**Short problem:**
Repeat precisely, and only, the lines between the line containing "The component shall indicate each instance of the flower head" and the end of the listing below, both ends included.

# # # # # # #

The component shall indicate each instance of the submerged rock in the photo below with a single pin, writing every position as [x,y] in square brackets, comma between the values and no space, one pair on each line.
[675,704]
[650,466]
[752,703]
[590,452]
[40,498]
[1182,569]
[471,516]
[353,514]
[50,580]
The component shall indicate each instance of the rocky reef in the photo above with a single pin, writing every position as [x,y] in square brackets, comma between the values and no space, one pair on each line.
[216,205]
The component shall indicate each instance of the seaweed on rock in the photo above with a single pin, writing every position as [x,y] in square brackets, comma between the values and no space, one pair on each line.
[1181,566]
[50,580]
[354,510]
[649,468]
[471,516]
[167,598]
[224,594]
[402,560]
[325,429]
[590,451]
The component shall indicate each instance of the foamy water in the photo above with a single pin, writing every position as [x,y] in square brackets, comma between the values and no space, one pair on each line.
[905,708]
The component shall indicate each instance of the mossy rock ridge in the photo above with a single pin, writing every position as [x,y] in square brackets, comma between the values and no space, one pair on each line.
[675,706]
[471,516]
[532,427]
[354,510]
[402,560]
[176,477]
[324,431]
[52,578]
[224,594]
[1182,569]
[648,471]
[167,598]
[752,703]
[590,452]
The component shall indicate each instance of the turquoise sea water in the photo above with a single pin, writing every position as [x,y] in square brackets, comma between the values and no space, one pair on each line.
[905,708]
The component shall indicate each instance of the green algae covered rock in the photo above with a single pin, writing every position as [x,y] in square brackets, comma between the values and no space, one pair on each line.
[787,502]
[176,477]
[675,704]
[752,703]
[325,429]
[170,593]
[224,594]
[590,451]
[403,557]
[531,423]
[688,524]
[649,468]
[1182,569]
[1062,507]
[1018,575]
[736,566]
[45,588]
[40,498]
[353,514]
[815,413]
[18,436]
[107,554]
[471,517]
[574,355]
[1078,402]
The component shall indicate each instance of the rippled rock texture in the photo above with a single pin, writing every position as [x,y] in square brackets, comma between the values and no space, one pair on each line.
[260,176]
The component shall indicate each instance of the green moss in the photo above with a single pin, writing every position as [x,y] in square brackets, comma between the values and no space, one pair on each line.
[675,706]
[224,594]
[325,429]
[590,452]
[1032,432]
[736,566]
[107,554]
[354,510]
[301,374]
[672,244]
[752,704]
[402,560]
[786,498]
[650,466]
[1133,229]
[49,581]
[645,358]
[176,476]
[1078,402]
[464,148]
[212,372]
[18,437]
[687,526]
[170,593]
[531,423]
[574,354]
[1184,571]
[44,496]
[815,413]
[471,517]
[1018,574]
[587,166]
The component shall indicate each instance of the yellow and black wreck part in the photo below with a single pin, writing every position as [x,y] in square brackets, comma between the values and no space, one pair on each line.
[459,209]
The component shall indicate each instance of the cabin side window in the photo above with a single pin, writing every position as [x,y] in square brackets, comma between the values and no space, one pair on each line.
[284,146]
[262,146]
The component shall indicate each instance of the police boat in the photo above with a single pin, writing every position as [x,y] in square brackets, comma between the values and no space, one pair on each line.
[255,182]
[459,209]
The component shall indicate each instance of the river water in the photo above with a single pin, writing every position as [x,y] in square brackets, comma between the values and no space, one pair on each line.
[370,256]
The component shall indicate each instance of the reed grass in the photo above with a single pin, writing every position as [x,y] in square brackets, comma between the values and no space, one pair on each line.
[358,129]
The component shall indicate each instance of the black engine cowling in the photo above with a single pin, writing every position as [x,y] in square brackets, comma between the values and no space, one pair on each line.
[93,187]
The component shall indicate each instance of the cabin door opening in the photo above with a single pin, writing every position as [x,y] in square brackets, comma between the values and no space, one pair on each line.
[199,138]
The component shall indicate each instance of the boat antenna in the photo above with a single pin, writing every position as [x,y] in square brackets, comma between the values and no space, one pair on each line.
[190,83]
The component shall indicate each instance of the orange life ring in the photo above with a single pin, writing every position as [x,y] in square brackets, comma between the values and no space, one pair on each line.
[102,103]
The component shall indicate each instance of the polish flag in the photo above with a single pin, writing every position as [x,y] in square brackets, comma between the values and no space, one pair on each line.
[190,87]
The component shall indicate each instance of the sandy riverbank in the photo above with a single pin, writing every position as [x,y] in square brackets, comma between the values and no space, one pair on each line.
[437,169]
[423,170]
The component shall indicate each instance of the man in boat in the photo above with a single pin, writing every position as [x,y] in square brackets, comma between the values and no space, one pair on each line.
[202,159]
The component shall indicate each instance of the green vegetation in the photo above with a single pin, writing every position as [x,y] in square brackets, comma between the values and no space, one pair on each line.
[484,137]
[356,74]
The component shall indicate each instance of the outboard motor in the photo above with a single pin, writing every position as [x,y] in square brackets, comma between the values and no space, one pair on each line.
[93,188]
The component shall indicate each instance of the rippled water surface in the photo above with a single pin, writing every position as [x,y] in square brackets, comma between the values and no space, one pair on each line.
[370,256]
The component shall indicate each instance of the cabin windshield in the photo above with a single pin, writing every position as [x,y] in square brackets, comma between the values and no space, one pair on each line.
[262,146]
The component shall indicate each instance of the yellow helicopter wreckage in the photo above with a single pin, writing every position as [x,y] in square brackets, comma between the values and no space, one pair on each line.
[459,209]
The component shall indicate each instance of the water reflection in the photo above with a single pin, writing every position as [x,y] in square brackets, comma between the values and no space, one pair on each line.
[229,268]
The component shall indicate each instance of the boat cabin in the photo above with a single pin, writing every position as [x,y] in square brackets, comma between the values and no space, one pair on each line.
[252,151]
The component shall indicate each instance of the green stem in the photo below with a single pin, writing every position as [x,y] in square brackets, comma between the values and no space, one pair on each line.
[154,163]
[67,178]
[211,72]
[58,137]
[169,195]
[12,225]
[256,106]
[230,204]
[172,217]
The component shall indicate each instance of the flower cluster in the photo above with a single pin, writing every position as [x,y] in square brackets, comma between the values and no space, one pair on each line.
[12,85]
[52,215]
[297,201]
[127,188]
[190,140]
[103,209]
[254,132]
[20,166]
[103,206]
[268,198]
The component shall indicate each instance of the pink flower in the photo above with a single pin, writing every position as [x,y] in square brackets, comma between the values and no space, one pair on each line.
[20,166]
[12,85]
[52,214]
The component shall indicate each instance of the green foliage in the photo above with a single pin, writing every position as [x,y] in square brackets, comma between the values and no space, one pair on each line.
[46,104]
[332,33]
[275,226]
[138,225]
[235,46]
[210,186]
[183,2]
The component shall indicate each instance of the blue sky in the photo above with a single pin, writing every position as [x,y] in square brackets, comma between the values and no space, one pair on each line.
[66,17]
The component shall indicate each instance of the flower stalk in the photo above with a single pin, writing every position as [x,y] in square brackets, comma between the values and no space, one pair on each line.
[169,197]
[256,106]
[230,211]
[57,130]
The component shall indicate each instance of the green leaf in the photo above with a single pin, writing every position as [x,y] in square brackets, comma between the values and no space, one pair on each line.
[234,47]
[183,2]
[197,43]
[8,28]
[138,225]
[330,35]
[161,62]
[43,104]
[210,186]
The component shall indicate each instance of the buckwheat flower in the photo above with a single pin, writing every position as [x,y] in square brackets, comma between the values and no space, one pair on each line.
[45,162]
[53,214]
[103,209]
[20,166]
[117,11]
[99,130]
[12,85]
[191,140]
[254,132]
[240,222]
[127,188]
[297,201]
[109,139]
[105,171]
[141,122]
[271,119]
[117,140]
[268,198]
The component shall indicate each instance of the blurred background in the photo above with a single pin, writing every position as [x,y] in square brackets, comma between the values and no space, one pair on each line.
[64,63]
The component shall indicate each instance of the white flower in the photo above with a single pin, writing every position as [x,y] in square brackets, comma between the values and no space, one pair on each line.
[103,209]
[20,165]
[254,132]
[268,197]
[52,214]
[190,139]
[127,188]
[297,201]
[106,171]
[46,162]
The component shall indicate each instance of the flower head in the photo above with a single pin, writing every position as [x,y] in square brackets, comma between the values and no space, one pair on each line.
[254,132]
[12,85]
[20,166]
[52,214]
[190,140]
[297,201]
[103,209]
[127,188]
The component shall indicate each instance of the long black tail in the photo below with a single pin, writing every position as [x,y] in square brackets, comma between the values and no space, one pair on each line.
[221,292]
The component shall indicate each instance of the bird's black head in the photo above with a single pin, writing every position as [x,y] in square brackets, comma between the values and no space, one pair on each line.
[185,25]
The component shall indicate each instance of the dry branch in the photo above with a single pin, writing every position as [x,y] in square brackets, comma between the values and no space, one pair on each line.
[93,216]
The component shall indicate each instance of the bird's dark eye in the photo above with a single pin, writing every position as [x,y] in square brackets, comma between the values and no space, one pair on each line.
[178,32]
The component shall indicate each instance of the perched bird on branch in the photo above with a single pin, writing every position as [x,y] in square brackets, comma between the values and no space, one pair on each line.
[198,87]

# # # # # # #

**Full output:**
The component shall indicate each instance of the flower head in the photo above with a single pin, writing every position as [x,y] in square brackets, comma between the values and no space, one pair on each line.
[254,132]
[12,85]
[20,166]
[52,214]
[190,140]
[297,201]
[103,209]
[127,188]
The component shall indicate each instance of the long black tail in the photo below with a single pin, writing every position as [x,y] in square brackets, comma between the values and no space, one pair on each line.
[221,292]
The component shall indicate each instance of the bird's black head in the photo above with a single pin, writing every position as [x,y] in square brackets, comma between the values and no space, one pair on each line.
[185,25]
The component shall indicate each instance of the dry branch in the photo above with a single pin, writing every position as [x,y] in square brackets, comma between the values and no space, one pair on each line.
[93,216]
The component shall indicate each instance of the bird's dark eye in the photo above with a single pin, writing every position as [x,y] in square brackets, comma between the values and no space, one pair on each line.
[178,32]
The component shall indicate each instance of the perched bird on branch in the photo above with a single pin, writing every position as [x,y] in square brackets, comma between the values and no space, one pair on each line.
[198,87]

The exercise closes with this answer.